** Directions **
Once the line with "[locate] the glasses lens" is found, write it out along with each later line exactly, through the end of the entries, skipping every picture.

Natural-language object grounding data

▶

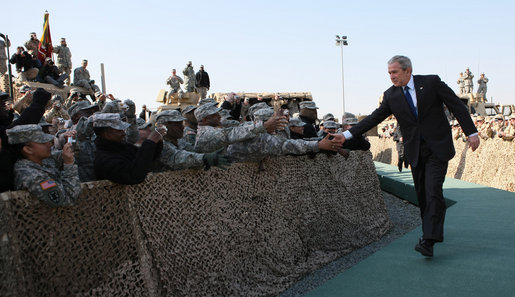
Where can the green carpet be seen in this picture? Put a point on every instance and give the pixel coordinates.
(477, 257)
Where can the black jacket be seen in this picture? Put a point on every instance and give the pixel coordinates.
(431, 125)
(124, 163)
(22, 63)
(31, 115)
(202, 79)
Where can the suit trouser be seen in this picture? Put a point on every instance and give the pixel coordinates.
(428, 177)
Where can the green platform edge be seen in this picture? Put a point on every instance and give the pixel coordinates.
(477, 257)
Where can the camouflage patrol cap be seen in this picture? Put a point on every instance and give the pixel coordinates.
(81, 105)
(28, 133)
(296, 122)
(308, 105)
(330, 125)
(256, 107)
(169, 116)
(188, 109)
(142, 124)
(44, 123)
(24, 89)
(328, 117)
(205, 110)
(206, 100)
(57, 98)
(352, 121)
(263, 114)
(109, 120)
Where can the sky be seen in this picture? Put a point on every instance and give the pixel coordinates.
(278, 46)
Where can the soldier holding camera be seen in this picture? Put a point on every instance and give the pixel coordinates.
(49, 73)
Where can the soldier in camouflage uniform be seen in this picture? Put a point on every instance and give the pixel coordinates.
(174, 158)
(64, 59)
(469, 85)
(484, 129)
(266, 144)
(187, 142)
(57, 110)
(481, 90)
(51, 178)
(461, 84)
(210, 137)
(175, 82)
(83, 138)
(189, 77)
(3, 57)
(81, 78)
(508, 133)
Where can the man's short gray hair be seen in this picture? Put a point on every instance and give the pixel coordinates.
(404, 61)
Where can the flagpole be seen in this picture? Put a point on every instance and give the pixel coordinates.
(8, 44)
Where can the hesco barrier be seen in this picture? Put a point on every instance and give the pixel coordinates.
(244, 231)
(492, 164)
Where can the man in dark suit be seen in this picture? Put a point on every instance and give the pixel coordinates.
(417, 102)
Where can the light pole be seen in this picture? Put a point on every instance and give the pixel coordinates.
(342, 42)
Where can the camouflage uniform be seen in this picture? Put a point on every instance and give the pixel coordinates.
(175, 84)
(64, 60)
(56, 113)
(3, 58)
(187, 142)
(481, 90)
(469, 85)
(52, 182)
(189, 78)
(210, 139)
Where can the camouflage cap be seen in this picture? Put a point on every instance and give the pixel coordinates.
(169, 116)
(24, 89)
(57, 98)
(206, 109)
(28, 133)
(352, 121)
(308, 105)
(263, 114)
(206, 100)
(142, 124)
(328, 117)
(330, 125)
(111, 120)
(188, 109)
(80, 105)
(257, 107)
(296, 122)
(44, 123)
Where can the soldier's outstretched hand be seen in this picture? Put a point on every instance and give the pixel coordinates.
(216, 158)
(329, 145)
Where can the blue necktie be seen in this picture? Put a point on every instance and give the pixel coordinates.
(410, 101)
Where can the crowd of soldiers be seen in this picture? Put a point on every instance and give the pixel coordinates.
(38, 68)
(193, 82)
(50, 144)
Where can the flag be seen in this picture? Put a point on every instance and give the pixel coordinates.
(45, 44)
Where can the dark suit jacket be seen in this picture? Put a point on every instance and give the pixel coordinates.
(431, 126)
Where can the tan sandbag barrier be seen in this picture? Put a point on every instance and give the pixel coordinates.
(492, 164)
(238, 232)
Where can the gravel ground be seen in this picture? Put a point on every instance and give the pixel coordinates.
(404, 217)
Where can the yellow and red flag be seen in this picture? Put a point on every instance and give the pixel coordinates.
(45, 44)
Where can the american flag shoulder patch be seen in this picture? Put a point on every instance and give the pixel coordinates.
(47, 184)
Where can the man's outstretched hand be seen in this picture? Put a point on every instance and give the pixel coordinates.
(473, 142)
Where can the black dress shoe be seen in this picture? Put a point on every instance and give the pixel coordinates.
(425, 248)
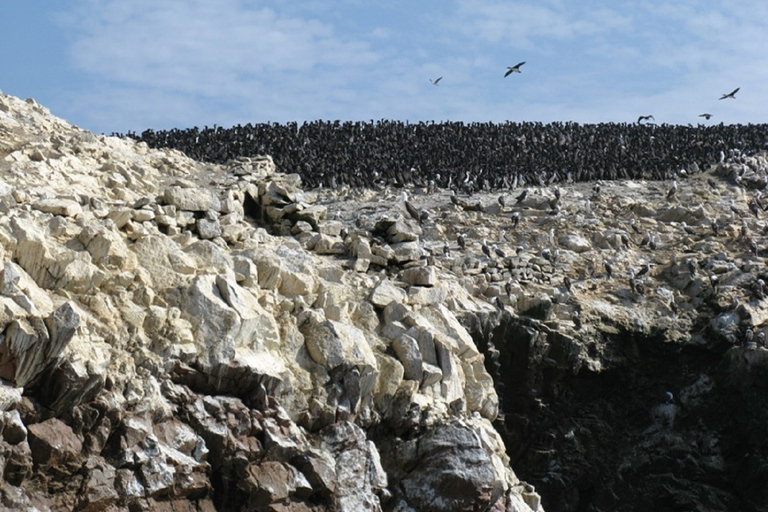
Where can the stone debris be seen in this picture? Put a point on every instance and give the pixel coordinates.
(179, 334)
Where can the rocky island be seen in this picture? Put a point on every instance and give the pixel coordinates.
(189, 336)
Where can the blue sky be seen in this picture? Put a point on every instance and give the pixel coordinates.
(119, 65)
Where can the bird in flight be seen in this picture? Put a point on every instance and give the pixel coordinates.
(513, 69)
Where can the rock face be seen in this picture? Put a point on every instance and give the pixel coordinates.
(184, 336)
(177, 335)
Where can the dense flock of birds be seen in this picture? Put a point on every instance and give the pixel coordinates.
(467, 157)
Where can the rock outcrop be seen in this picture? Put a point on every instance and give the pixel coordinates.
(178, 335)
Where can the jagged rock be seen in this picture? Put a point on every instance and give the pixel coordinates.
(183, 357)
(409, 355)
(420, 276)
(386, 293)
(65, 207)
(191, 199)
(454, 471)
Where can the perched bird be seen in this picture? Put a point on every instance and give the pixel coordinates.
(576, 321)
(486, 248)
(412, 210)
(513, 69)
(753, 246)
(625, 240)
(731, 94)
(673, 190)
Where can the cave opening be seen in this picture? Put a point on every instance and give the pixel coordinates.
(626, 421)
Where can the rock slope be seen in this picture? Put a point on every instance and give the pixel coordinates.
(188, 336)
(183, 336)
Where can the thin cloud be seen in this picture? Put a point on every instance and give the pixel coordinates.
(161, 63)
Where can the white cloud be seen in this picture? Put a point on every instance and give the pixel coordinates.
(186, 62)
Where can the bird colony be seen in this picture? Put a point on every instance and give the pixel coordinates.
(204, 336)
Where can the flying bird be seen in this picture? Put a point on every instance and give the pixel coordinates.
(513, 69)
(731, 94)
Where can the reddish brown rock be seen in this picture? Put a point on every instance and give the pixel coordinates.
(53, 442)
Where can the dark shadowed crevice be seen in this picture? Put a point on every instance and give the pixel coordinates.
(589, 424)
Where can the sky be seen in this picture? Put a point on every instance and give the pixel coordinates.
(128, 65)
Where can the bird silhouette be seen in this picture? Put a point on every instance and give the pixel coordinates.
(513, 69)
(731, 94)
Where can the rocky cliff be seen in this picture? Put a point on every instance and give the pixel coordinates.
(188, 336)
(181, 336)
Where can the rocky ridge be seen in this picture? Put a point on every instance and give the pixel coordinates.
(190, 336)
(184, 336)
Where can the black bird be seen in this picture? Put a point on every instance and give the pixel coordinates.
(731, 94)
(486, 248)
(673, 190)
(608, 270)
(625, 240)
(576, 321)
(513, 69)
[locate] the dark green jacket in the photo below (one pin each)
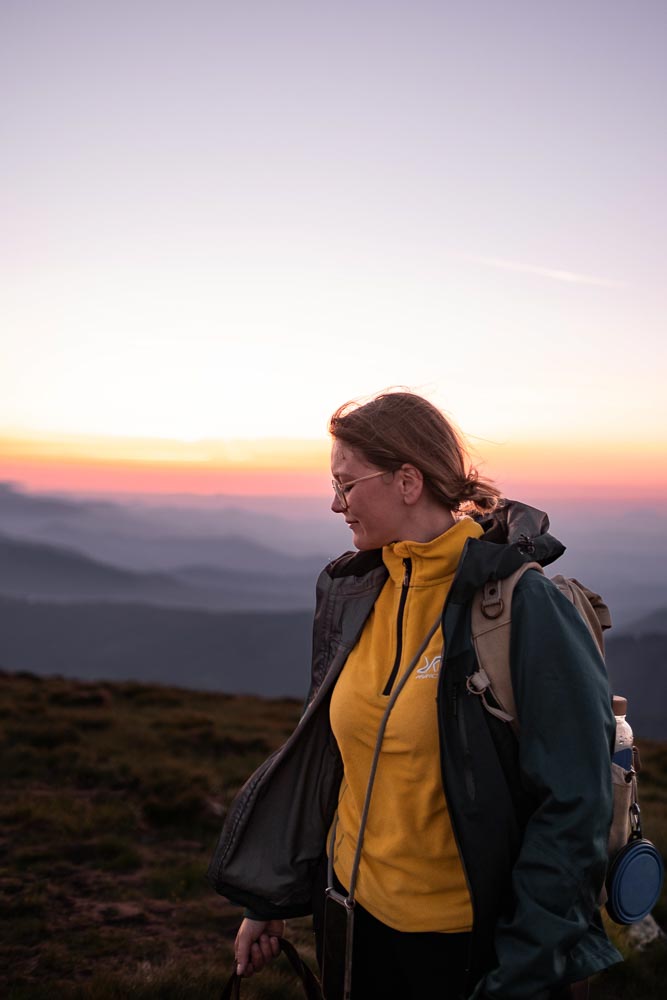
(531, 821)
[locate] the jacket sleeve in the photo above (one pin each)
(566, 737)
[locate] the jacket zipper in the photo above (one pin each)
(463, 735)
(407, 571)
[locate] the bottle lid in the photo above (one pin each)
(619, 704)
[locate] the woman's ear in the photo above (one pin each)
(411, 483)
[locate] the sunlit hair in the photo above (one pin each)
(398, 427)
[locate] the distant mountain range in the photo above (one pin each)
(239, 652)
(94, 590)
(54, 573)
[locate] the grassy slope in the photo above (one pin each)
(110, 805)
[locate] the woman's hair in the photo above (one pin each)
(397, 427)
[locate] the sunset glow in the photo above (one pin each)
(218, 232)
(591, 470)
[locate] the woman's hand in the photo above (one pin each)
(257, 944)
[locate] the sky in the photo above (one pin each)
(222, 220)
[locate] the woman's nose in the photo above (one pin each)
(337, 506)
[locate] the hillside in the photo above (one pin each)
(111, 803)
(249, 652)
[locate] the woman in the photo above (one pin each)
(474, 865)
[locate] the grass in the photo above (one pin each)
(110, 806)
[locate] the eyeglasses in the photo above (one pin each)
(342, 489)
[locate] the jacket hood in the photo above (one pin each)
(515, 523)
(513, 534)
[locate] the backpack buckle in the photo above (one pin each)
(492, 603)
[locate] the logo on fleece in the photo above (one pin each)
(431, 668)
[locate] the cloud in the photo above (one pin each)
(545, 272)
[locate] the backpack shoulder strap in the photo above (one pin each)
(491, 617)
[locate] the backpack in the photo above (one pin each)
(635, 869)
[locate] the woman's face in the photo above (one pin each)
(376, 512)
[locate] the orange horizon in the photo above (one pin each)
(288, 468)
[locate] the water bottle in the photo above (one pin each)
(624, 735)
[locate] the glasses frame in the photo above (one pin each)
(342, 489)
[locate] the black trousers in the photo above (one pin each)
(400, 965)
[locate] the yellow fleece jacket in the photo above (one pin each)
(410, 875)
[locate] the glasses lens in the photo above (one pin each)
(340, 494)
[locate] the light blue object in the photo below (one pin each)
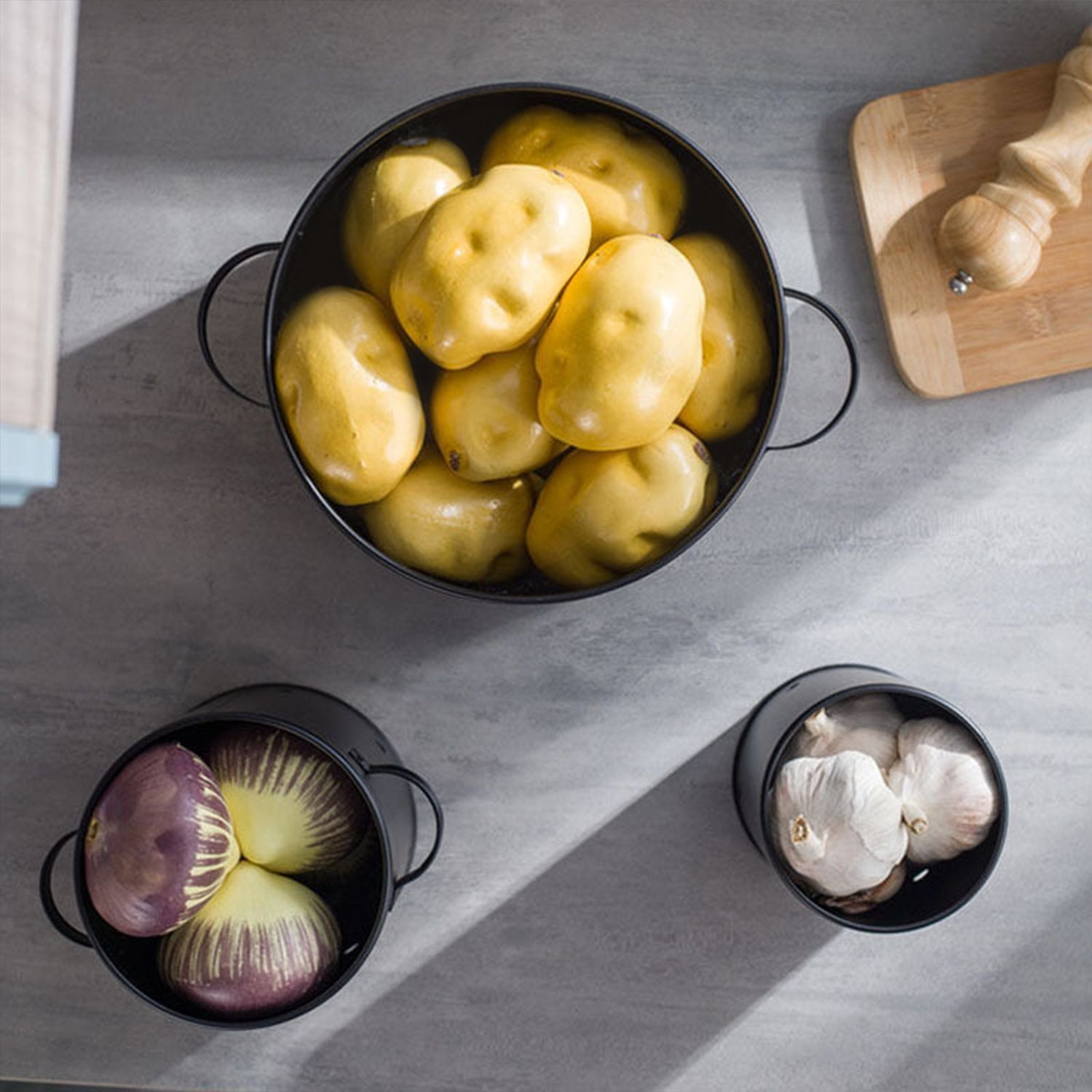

◀

** Solution to the problem **
[locate] the glasses lens in the photo above (one pin each)
(340, 494)
[locate] the light blue object in the photo below (one pin each)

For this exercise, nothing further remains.